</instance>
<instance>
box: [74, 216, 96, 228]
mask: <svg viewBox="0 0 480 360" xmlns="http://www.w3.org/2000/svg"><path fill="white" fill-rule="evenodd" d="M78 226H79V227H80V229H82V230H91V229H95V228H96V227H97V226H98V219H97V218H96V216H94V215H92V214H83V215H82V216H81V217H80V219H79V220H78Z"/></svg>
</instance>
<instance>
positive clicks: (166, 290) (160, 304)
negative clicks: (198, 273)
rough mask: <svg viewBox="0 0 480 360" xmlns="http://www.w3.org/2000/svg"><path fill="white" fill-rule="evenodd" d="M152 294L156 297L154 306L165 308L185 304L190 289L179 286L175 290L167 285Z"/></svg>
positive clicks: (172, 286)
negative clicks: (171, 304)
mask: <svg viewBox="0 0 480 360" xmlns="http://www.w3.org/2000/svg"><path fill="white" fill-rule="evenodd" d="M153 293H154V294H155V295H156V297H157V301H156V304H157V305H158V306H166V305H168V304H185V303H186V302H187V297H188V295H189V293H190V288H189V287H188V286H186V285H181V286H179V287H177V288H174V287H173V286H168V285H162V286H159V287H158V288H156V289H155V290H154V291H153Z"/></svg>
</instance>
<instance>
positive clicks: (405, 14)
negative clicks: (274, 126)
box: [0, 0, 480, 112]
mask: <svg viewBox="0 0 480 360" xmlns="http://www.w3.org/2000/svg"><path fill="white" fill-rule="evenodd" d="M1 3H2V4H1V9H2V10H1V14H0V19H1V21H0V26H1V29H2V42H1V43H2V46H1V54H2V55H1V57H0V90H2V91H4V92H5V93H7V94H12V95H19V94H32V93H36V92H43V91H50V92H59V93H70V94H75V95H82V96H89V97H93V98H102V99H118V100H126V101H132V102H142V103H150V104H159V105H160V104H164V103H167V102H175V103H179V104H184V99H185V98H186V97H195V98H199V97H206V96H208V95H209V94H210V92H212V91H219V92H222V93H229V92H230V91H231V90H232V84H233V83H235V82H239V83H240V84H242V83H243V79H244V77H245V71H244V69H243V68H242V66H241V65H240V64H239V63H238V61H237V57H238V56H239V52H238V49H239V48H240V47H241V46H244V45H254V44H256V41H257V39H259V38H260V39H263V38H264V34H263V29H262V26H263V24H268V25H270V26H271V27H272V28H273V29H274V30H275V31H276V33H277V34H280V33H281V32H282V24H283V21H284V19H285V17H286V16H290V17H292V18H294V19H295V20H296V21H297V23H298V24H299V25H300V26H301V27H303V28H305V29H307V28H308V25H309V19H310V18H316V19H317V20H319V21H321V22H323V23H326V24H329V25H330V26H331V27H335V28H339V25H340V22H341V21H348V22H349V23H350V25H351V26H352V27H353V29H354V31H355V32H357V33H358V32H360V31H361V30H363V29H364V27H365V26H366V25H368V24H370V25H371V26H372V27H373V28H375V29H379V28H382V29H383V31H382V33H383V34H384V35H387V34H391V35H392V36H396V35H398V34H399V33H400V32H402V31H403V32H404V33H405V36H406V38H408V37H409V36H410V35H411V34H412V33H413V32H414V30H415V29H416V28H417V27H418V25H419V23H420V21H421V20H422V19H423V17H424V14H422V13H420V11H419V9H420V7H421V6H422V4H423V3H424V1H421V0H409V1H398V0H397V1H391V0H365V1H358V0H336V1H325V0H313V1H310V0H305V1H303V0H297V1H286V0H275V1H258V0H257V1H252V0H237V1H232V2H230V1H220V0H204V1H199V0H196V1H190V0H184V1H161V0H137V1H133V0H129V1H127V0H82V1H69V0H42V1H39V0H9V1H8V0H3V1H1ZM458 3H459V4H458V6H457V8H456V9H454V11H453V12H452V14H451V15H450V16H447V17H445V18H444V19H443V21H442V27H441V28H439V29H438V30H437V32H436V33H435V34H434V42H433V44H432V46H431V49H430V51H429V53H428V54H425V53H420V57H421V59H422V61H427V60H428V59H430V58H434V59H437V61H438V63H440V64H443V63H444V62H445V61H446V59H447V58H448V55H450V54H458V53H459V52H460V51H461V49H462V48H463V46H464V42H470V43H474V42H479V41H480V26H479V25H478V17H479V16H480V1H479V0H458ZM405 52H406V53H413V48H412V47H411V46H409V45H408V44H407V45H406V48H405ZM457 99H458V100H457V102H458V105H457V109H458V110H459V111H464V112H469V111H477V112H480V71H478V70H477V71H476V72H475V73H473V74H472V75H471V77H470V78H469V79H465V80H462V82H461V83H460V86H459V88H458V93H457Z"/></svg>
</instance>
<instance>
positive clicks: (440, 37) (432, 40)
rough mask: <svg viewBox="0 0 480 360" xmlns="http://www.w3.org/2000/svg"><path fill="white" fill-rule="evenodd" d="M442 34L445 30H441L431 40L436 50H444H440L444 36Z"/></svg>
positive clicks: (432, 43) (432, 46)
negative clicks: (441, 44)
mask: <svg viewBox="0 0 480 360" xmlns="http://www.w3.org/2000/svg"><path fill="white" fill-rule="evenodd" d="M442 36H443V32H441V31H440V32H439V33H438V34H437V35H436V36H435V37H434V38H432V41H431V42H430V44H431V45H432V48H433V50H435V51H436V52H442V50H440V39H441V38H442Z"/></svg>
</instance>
○ ○ ○ ○
Each entry above is to be repeated exactly as it appears.

</instance>
<instance>
box: [74, 216, 96, 228]
mask: <svg viewBox="0 0 480 360" xmlns="http://www.w3.org/2000/svg"><path fill="white" fill-rule="evenodd" d="M78 226H79V227H80V229H82V230H91V229H95V228H96V227H97V226H98V219H97V218H96V216H94V215H92V214H83V215H82V216H81V217H80V219H79V220H78Z"/></svg>
</instance>
<instance>
positive clicks: (166, 290) (160, 304)
negative clicks: (198, 273)
rough mask: <svg viewBox="0 0 480 360" xmlns="http://www.w3.org/2000/svg"><path fill="white" fill-rule="evenodd" d="M152 294L156 297L154 306L165 308L185 304L190 289L179 286L175 290L167 285Z"/></svg>
positive clicks: (172, 286)
negative clicks: (171, 304)
mask: <svg viewBox="0 0 480 360" xmlns="http://www.w3.org/2000/svg"><path fill="white" fill-rule="evenodd" d="M153 293H154V294H155V295H156V297H157V301H156V304H157V305H158V306H166V305H168V304H185V303H186V302H187V297H188V295H189V293H190V288H189V287H188V286H186V285H181V286H179V287H177V288H174V287H173V286H168V285H162V286H159V287H158V288H156V289H155V290H154V291H153Z"/></svg>
</instance>
<instance>
positive clicks: (405, 14)
negative clicks: (274, 126)
box: [0, 0, 480, 112]
mask: <svg viewBox="0 0 480 360" xmlns="http://www.w3.org/2000/svg"><path fill="white" fill-rule="evenodd" d="M1 3H2V4H1V9H2V10H1V14H0V19H1V21H0V26H1V29H2V42H1V43H2V46H1V54H2V55H1V57H0V90H2V91H4V92H5V93H7V94H12V95H19V94H32V93H36V92H43V91H50V92H59V93H70V94H75V95H82V96H89V97H93V98H102V99H118V100H126V101H132V102H142V103H150V104H159V105H160V104H164V103H167V102H175V103H179V104H184V99H185V98H186V97H195V98H199V97H206V96H208V95H209V94H210V92H212V91H219V92H222V93H229V92H230V91H231V90H232V84H233V83H235V82H239V83H240V84H242V83H243V79H244V77H245V71H244V69H243V68H242V66H241V65H240V64H239V63H238V61H237V57H238V56H239V52H238V49H239V48H240V47H241V46H244V45H254V44H256V41H257V39H259V38H260V39H263V38H264V34H263V29H262V26H263V24H268V25H270V26H271V27H272V28H273V29H274V30H275V31H276V33H277V34H280V33H281V32H282V24H283V21H284V19H285V17H286V16H290V17H292V18H294V19H295V20H296V21H297V23H298V24H299V25H300V26H301V27H303V28H305V29H307V28H308V25H309V19H310V18H316V19H317V20H319V21H321V22H323V23H326V24H329V25H330V26H331V27H335V28H339V25H340V22H341V21H348V22H349V23H350V25H351V26H352V27H353V29H354V31H355V32H357V33H358V32H360V31H361V30H363V29H364V27H365V26H366V25H368V24H370V25H371V26H372V27H373V28H375V29H379V28H382V29H383V31H382V33H383V34H384V35H387V34H391V35H392V36H396V35H398V34H399V33H400V32H402V31H403V32H404V33H405V36H406V38H408V37H409V36H410V35H411V34H412V33H413V32H414V30H415V29H416V28H417V27H418V25H419V23H420V21H421V20H422V19H423V17H424V14H422V13H420V11H419V9H420V7H421V6H422V4H423V3H424V1H421V0H409V1H398V0H397V1H391V0H365V1H358V0H336V1H325V0H313V1H310V0H305V1H303V0H297V1H286V0H275V1H258V0H257V1H252V0H237V1H232V2H230V1H220V0H204V1H199V0H196V1H190V0H184V1H161V0H137V1H133V0H129V1H127V0H82V1H69V0H42V1H39V0H9V1H8V0H3V1H1ZM458 3H459V4H458V6H457V8H456V9H454V11H453V12H452V14H451V15H450V16H447V17H445V18H444V19H443V21H442V27H441V28H439V29H438V30H437V32H436V33H435V34H434V42H433V44H432V46H431V49H430V51H429V53H428V54H425V53H420V57H421V59H422V61H427V60H428V59H430V58H434V59H437V61H438V63H440V64H443V63H444V62H445V61H446V59H447V58H448V55H450V54H458V53H459V52H460V51H461V49H462V48H463V46H464V42H470V43H474V42H479V41H480V26H479V25H478V17H479V16H480V1H479V0H458ZM405 52H406V53H413V48H412V47H411V46H409V45H408V44H407V45H406V48H405ZM457 99H458V100H457V102H458V105H457V109H458V110H459V111H464V112H469V111H477V112H480V71H478V70H477V71H476V72H475V73H473V74H472V75H471V77H470V78H469V79H465V80H462V82H461V83H460V86H459V88H458V93H457Z"/></svg>
</instance>
<instance>
positive clicks: (440, 37) (432, 40)
rough mask: <svg viewBox="0 0 480 360" xmlns="http://www.w3.org/2000/svg"><path fill="white" fill-rule="evenodd" d="M442 34L445 30H441L431 40L436 50H444H440L444 36Z"/></svg>
positive clicks: (432, 43) (432, 46)
negative clicks: (441, 44)
mask: <svg viewBox="0 0 480 360" xmlns="http://www.w3.org/2000/svg"><path fill="white" fill-rule="evenodd" d="M442 36H443V32H441V31H440V32H439V33H438V34H437V35H436V36H435V37H434V38H432V41H431V42H430V44H431V45H432V48H433V50H435V51H436V52H442V50H440V39H441V38H442Z"/></svg>
</instance>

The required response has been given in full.